Task objective -
All of the data, except its images, should be set down exactly as it appears.

Data -
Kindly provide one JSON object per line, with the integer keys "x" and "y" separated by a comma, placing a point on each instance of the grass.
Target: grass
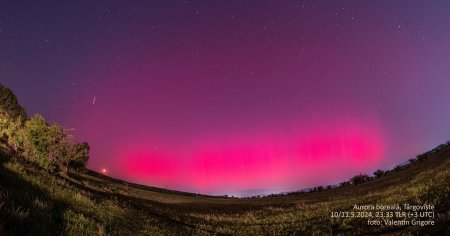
{"x": 34, "y": 202}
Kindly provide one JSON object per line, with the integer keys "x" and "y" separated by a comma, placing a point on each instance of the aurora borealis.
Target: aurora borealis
{"x": 233, "y": 97}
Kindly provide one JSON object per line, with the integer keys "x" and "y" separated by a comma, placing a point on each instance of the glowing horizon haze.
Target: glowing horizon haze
{"x": 235, "y": 97}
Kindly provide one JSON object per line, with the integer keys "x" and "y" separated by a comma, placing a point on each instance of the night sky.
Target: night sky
{"x": 235, "y": 97}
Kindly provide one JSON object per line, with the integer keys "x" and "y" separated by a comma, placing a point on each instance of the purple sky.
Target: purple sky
{"x": 235, "y": 96}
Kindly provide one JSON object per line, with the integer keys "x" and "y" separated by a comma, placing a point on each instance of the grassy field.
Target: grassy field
{"x": 34, "y": 202}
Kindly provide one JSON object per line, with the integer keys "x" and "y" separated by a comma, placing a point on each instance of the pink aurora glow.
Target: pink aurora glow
{"x": 318, "y": 156}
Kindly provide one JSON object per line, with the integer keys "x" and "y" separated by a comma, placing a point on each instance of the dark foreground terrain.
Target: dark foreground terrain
{"x": 35, "y": 202}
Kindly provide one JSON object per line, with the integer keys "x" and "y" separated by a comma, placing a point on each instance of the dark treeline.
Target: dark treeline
{"x": 33, "y": 139}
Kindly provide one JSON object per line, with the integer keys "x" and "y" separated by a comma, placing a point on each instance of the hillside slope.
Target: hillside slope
{"x": 35, "y": 202}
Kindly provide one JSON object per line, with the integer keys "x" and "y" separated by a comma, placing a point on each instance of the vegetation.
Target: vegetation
{"x": 47, "y": 145}
{"x": 37, "y": 200}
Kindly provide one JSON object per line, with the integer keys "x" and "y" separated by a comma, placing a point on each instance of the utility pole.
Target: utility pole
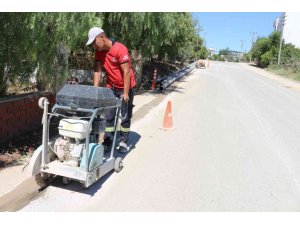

Result -
Kindly provide one JSON object per line, with the integer keys "x" and "y" separated by a comma, placing a point on each instance of the grass.
Target: grass
{"x": 34, "y": 202}
Kindly provide one JSON object per line, with the integer keys "x" and "y" separated by a comma, placing a point on each instance of the aurora borealis.
Target: aurora borealis
{"x": 233, "y": 97}
Kindly provide one JSON object per line, with the integer keys "x" and "y" separated by a comma, placing a point on each instance of the glowing horizon haze.
Target: glowing horizon haze
{"x": 235, "y": 97}
Kindly provide one JSON object per line, with the integer keys "x" and "y" separated by a comma, placing a point on each instance of the night sky.
Target: night sky
{"x": 235, "y": 97}
Kindly provide one JSON object per line, with the integer keys "x" and "y" separated by a comma, placing a point on each instance of the purple sky.
Target: purple sky
{"x": 235, "y": 96}
Kindly provide one JSON object per line, with the integer keys "x" and "y" separated by a comma, placing a point on each instance of the grassy field.
Target: grassy field
{"x": 34, "y": 202}
Kindly provide one JSON object per line, with the integer keys "x" and "y" separated by a comma, placing a point on each instance of the pink aurora glow.
Target: pink aurora glow
{"x": 318, "y": 156}
Kindly provide one JSON object per line, with the integer keys "x" and "y" separated by a comma, placing a point on each instance of the dark foreground terrain.
Target: dark foreground terrain
{"x": 35, "y": 202}
Kindly provide one JSON object per line, with the integer keys "x" and "y" separated by a comma, placing a point on each instance of the dark treeline.
Target: dark treeline
{"x": 33, "y": 139}
Kindly provide one JSON object per line, with the integer keys "x" and "y" separated by a comma, placing a point on each instance of the hillside slope.
Target: hillside slope
{"x": 35, "y": 202}
Kindly provide one JSON object per line, with the integer keys "x" and "y" separated by a comma, placing a point on each instance of the vegetation.
Target: vegetation
{"x": 47, "y": 145}
{"x": 37, "y": 200}
Kindly provide one JSON object per line, with the integer keys "x" and "y" separated by a comma, placing a point on each instance of the utility pole.
Target: utility pole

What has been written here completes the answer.